§ **REQUIRED WORK**:
Return nothing but the lines from the line with "of the burlap" through the last line of the entries that follow, copied exactly and free of pictures.

Image object location entries:
-----

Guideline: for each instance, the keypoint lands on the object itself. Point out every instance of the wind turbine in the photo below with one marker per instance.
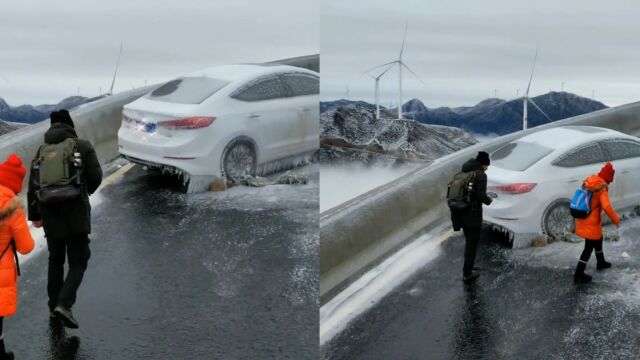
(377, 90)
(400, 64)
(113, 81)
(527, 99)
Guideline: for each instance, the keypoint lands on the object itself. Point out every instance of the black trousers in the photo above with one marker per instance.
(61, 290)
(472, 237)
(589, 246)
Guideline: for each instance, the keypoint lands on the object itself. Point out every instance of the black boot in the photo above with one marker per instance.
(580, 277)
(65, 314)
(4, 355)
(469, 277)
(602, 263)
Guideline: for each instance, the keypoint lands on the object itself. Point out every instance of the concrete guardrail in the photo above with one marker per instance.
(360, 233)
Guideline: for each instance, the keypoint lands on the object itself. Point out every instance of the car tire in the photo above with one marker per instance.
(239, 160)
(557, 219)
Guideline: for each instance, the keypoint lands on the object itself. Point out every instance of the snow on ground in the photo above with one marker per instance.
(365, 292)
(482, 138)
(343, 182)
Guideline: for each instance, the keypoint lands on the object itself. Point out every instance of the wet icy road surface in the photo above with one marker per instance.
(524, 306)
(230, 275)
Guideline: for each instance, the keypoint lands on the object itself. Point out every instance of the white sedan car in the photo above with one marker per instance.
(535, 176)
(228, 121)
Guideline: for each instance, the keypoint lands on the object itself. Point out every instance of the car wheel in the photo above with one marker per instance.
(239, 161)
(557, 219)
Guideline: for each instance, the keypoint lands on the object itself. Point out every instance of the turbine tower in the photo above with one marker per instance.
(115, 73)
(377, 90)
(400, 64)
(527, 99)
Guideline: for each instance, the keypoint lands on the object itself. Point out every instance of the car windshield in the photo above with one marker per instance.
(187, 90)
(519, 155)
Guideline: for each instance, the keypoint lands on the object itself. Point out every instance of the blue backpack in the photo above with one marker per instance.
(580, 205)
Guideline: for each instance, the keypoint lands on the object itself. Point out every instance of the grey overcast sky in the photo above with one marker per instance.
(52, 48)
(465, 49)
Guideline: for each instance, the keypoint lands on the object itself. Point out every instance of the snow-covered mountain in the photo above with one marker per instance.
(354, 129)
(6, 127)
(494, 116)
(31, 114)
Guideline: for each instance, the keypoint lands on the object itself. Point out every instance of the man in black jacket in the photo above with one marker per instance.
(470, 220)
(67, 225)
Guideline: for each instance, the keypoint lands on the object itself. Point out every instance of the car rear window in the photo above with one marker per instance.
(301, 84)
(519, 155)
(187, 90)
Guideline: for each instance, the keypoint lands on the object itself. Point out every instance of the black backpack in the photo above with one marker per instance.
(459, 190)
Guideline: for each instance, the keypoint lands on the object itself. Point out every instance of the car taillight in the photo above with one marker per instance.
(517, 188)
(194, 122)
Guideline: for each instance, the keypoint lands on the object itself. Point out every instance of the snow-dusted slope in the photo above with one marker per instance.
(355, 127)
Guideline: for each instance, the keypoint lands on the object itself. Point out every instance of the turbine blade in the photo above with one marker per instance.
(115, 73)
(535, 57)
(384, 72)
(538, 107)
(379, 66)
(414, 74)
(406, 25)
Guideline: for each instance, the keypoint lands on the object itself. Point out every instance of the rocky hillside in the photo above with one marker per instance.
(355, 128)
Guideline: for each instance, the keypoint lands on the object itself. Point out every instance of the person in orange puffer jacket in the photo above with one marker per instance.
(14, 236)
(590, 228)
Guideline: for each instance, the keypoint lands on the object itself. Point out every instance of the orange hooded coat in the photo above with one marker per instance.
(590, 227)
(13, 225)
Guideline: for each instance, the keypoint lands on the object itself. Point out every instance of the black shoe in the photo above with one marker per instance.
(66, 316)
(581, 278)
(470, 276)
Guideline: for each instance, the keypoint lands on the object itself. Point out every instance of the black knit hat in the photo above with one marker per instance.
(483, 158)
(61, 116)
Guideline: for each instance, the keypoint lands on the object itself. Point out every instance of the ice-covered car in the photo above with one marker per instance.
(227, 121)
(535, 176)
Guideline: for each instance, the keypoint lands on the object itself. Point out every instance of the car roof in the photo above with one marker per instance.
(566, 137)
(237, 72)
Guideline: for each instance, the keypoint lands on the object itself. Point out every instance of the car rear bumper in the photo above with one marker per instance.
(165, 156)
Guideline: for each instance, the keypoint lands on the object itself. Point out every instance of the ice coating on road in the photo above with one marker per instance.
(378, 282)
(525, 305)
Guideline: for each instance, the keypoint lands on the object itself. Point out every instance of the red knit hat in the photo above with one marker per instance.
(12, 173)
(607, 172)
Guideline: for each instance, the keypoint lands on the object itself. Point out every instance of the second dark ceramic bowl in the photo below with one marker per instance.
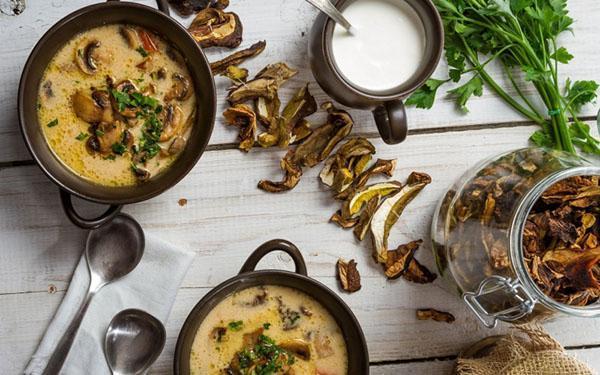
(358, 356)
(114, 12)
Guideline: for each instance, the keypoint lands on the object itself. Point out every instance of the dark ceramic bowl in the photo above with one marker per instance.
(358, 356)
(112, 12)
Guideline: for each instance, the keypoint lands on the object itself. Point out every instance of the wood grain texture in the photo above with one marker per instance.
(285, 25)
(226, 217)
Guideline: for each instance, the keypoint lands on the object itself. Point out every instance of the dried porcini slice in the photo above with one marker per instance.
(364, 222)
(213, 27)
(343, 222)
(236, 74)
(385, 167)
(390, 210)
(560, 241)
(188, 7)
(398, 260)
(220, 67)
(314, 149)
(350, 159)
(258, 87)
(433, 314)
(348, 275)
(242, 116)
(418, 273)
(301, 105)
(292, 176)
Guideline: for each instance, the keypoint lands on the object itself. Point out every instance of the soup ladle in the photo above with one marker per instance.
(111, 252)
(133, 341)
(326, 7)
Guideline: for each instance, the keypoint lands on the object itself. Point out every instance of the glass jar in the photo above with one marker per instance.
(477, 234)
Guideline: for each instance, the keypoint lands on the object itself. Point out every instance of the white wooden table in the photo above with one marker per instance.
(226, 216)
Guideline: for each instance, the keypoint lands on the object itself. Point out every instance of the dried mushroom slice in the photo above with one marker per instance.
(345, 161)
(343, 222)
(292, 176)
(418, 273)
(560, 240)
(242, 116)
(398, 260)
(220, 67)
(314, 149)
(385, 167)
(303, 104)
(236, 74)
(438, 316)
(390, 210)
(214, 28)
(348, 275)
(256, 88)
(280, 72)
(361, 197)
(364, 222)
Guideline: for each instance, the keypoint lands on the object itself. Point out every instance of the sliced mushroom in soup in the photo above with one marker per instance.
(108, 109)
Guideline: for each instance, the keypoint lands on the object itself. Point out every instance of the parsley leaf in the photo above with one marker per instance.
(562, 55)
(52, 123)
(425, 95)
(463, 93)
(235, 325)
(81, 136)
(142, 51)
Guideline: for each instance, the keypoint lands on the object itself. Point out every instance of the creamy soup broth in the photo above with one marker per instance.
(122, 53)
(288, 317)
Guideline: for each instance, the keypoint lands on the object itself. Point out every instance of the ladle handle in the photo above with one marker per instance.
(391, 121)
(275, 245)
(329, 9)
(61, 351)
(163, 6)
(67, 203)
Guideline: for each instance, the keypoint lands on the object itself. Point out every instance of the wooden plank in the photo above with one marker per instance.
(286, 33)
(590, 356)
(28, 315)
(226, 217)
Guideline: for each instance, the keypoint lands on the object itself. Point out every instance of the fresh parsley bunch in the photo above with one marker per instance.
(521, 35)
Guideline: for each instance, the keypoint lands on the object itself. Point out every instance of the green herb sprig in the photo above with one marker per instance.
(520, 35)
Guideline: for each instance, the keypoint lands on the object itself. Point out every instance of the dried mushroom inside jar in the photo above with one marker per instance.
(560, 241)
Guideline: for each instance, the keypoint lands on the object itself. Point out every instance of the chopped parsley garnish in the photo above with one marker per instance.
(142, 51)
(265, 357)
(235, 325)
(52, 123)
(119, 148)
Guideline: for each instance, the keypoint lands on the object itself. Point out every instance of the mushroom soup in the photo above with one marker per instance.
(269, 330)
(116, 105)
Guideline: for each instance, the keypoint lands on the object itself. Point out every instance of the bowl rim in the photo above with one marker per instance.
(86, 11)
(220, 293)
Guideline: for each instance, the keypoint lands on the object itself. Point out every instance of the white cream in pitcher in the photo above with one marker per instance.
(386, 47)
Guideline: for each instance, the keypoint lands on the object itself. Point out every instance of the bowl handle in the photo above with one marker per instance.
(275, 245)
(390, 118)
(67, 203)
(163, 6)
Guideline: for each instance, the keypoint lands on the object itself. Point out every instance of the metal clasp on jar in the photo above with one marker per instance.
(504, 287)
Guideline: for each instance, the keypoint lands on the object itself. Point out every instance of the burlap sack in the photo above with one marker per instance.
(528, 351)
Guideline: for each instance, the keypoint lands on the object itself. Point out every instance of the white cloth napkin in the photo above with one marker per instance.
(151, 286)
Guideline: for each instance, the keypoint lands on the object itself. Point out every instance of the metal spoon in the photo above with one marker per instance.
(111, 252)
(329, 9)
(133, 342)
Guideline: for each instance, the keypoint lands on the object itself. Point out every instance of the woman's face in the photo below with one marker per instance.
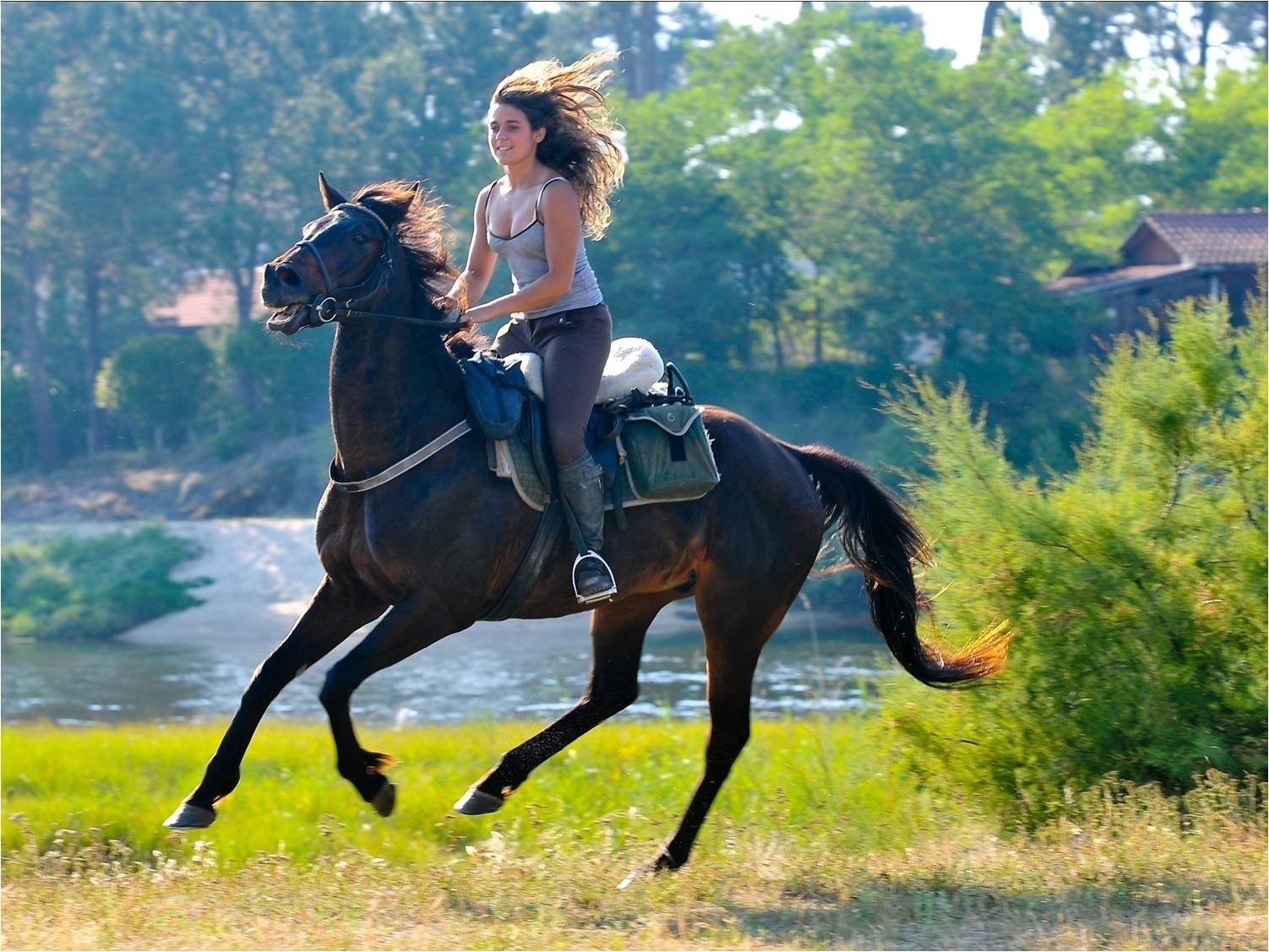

-----

§ **EXERCISE OUTPUT**:
Guideline: for each instance, the keypoint lands on the object itself. Point out every instance of the burlap sack in the photo above with one marker per instance.
(528, 351)
Guideline: for each instance, the keypoint lands on the object itself. Point out every instance of the white cloth napkin in the photo above with one marker per instance.
(151, 286)
Guideline: for each instance, the keypoint lands on the object itself. Point out every instance of the metal spoon in the photo above with one marker per instance.
(111, 252)
(329, 9)
(133, 342)
Guideline: for each instance, the keypoint lands on the object itself. Point out every instance of the woman's face in the photo below with one marker per instance.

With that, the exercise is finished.